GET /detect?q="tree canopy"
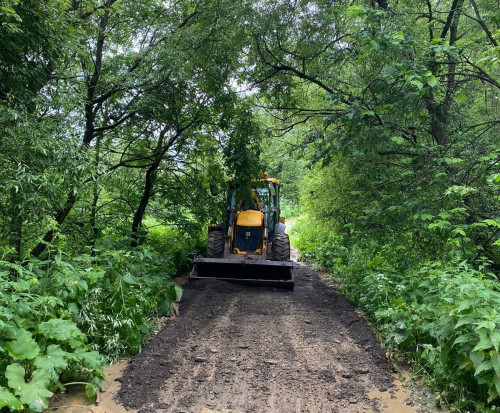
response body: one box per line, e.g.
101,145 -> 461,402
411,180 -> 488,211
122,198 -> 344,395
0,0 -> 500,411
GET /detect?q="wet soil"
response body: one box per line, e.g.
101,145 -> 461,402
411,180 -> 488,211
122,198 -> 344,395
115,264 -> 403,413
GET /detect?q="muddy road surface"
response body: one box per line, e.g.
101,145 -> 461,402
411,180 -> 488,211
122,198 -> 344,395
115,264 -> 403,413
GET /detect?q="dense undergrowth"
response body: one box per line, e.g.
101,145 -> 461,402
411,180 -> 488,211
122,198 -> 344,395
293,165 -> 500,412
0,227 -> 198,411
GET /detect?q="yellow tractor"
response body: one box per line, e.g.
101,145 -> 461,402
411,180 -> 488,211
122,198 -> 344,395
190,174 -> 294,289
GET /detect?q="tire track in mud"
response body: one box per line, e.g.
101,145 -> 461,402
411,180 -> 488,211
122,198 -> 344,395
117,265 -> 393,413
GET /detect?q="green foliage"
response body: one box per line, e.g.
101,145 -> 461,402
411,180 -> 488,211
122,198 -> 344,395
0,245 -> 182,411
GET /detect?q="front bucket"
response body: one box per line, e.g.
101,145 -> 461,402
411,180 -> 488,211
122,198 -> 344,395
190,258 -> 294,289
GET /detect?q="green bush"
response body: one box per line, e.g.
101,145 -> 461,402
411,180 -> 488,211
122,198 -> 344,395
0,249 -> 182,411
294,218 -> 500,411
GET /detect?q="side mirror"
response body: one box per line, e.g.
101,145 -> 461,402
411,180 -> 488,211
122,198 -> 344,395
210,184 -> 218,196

◇ ◇ ◇

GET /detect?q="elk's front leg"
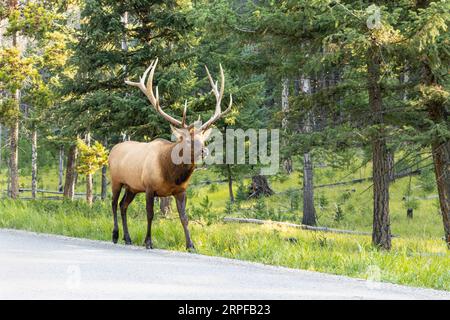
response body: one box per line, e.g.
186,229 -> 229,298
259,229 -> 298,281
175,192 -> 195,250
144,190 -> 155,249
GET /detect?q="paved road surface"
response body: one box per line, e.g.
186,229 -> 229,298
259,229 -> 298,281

◇ ◇ ◇

Objective:
Count the lines in the data above that contain the word "front", and reply with the number alone.

Result of the exercise:
2